### Direction
Put the lines of the items below into a numbered list, starting at the line that contains "Provide the mask of every instance of the white" and ending at the last line of the items, leaving out blank lines.

### Provided data
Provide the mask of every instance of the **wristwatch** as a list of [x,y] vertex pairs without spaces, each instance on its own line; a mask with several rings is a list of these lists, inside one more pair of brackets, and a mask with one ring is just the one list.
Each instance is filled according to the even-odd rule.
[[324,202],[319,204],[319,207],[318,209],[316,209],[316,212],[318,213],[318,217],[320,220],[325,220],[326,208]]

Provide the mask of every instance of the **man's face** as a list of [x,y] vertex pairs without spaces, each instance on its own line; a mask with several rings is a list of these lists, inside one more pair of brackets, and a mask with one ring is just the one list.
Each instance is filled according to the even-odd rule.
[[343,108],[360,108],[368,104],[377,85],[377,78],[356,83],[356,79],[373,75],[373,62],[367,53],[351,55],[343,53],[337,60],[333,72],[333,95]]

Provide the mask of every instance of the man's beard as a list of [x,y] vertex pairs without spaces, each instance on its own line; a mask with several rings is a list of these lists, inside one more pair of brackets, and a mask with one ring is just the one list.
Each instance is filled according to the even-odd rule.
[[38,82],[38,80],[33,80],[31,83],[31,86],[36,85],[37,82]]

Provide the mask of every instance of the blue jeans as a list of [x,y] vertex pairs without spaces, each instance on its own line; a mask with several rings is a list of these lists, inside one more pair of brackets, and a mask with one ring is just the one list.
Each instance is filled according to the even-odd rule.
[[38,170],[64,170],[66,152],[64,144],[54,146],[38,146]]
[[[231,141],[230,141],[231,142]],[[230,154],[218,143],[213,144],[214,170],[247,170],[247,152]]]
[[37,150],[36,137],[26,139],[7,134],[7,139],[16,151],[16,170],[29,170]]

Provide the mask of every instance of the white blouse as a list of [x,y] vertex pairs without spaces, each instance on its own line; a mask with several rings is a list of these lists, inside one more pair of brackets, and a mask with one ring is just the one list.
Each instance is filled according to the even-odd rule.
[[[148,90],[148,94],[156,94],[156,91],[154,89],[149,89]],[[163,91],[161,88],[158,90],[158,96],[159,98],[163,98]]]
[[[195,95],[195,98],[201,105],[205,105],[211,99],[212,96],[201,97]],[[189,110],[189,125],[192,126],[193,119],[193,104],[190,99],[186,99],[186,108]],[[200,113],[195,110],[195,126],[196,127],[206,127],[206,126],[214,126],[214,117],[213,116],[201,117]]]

### Written response
1. Provide the mask of every instance of the white blouse as a list of [x,y] vertex pairs without spaces, each instance on its own line; a mask with several rings is a list of these lists, inside one more pair of brackets, and a mask with one ring is just the one list.
2. Each instance is filled according to the even-odd rule.
3. [[[148,90],[148,94],[156,94],[156,91],[154,89],[149,89]],[[163,91],[161,88],[158,90],[158,96],[159,98],[163,98]]]
4. [[[195,95],[195,98],[201,105],[205,105],[211,99],[212,96],[201,97]],[[189,110],[189,125],[192,126],[193,119],[193,104],[190,99],[186,99],[186,108]],[[200,113],[195,110],[195,126],[196,127],[206,127],[206,126],[214,126],[214,117],[213,116],[201,117]]]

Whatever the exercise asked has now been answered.